# DATASET RECORDS:
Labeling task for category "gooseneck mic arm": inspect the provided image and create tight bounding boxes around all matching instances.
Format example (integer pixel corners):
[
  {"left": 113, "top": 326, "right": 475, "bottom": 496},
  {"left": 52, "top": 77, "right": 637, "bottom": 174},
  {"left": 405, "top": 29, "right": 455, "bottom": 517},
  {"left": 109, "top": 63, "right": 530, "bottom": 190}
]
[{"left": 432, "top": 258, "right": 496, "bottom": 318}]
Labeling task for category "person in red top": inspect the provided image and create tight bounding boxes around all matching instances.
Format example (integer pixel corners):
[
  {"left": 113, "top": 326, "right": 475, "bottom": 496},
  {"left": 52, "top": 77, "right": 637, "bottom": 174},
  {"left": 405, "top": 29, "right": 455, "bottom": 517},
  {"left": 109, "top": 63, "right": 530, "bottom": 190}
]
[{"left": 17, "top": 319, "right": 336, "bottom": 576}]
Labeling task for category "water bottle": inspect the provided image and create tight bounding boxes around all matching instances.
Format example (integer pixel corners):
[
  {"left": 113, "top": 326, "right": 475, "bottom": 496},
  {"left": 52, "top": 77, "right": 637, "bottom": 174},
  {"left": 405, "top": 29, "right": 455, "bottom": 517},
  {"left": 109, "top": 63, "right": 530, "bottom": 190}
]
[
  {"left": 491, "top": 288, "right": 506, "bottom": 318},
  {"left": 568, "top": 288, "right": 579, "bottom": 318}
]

# GOAL:
Rewrite all of the material above, swapping every occurrence of "integer pixel corners" for "whole-number pixel coordinates" and keeping everything else identical.

# FINISHED ANSWER:
Labeling task for category "gooseneck mic arm": inspect the provided image and create tight bounding boxes around all matching instances.
Format example (whole-number pixel coordinates):
[
  {"left": 113, "top": 326, "right": 475, "bottom": 496},
  {"left": 52, "top": 77, "right": 637, "bottom": 174},
  {"left": 405, "top": 29, "right": 455, "bottom": 517},
  {"left": 109, "top": 63, "right": 530, "bottom": 190}
]
[{"left": 432, "top": 258, "right": 496, "bottom": 318}]
Labeling task for category "person in red top": inspect the provided image and create tight bounding boxes around all matching instances.
Format example (whole-number pixel coordinates):
[
  {"left": 113, "top": 326, "right": 475, "bottom": 496},
  {"left": 52, "top": 77, "right": 637, "bottom": 174},
  {"left": 405, "top": 29, "right": 455, "bottom": 517},
  {"left": 109, "top": 63, "right": 530, "bottom": 190}
]
[{"left": 17, "top": 319, "right": 336, "bottom": 576}]
Labeling task for category "water bottle": inspect the provided image and create tight bounding boxes around all matching instances.
Format example (whole-number pixel coordinates):
[
  {"left": 113, "top": 326, "right": 475, "bottom": 496},
  {"left": 52, "top": 77, "right": 637, "bottom": 174},
  {"left": 405, "top": 29, "right": 455, "bottom": 517},
  {"left": 109, "top": 63, "right": 530, "bottom": 190}
]
[
  {"left": 491, "top": 288, "right": 506, "bottom": 318},
  {"left": 568, "top": 288, "right": 579, "bottom": 318}
]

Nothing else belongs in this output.